### [THE REQUEST]
Return every line of the data below word for word, leaving nothing out and changing nothing.

### [MATERIAL FOR THIS TASK]
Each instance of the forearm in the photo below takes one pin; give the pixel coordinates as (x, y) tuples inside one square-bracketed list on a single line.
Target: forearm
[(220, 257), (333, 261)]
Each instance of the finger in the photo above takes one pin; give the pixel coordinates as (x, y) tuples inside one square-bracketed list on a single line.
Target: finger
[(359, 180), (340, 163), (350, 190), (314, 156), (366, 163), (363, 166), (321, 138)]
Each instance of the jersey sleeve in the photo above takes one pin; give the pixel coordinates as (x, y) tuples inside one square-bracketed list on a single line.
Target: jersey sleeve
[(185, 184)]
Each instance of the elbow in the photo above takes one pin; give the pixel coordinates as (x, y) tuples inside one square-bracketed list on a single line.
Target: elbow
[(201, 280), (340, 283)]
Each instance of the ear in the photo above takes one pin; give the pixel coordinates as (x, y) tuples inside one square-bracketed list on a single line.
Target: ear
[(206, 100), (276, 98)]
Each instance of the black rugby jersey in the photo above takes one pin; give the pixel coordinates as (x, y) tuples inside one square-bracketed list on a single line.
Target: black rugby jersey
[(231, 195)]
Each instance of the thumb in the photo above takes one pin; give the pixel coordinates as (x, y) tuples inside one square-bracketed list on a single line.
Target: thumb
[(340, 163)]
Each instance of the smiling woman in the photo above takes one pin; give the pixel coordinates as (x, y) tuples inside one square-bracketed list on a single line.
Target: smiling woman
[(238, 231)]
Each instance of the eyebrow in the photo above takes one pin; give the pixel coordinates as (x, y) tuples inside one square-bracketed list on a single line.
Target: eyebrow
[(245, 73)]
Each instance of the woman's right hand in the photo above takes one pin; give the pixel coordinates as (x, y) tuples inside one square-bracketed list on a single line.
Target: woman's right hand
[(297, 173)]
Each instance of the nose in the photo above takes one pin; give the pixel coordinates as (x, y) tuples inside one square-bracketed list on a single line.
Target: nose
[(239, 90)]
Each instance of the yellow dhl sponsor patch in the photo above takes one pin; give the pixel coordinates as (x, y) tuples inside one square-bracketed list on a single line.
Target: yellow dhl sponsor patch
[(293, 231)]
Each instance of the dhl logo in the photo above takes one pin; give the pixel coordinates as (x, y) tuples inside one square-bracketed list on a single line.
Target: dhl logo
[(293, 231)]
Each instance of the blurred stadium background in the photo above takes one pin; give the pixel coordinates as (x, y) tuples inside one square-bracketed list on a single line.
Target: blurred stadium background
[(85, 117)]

### [FULL SOLUTION]
Each instance of the forearm in the photo below takes one pin; give the pixel coordinates as (x, y) tuples inside one square-bracketed list on a single line.
Target: forearm
[(220, 257), (333, 261)]
Each instance of the finger in the photo above takes one pin; give the pixel coordinates as (x, y) tuples inside one square-bracketed list on a single line.
Target: finger
[(359, 180), (340, 163), (350, 190), (314, 156), (366, 163), (363, 166), (321, 138)]
Each instance of the jersey sleeve in the photo above takes one pin; give the pixel coordinates as (x, y) tuples inside one square-bracketed list on a single line.
Target: jersey sleeve
[(185, 184)]
Each instance of the elbow in the photo above takes one pin; give the pixel coordinates as (x, y) tuples inside one square-bracketed list on a single line.
Target: elbow
[(201, 280), (340, 283)]
Each instance of the ear in the photo above takes one pin; give the pixel coordinates as (x, y) tuples inside one square-bracketed list on a single line.
Target: ear
[(206, 100), (276, 98)]
Each instance of the black rugby jersey in the photo above takes one pin; give the pixel coordinates as (x, y) tuples inside one square-bracketed list on a single line.
Target: black rugby jersey
[(231, 195)]
Each instance of the thumb in the photo above takes one pin; give the pixel coordinates as (x, y) tuples inside one square-bracketed list on a single line.
Target: thumb
[(340, 163)]
Each instance of the smiling woman in the photo above takes one pin; give the pixel coordinates as (x, y) tuples inside one square-bracketed list on a single line.
Target: smiling woman
[(238, 231)]
Each instance of the eyebrow in the photo above takes one pin; give the pixel coordinates as (x, y) tuples inside one square-bracketed list on a single line.
Target: eyebrow
[(245, 73)]
Each instance of the woman's right hand in the photo above takes one pin; give the pixel coordinates as (x, y) tuples inside one square-bracketed list on a single line.
Target: woman's right hand
[(297, 173)]
Each instance of the nose in the photo above takes one pin; give the pixel coordinates as (x, y) tuples inside one square-bracketed list on a single line.
Target: nose
[(239, 90)]
Each instance of the yellow dhl sponsor patch in the photo above takes one pin; give the pixel coordinates as (x, y) tuples inside one square-bracketed list on a single line.
Target: yellow dhl sponsor patch
[(293, 231)]
Each instance of the dhl logo in the photo above takes one pin; give the pixel coordinates as (x, y) tuples inside one square-bracketed list on a single line.
Target: dhl logo
[(293, 231)]
Each instance of the blurred stadium background in the photo above takes one pin; give the pixel coordinates as (x, y) tuples inside one square-bracketed list on a single line.
Target: blurred stadium background
[(85, 117)]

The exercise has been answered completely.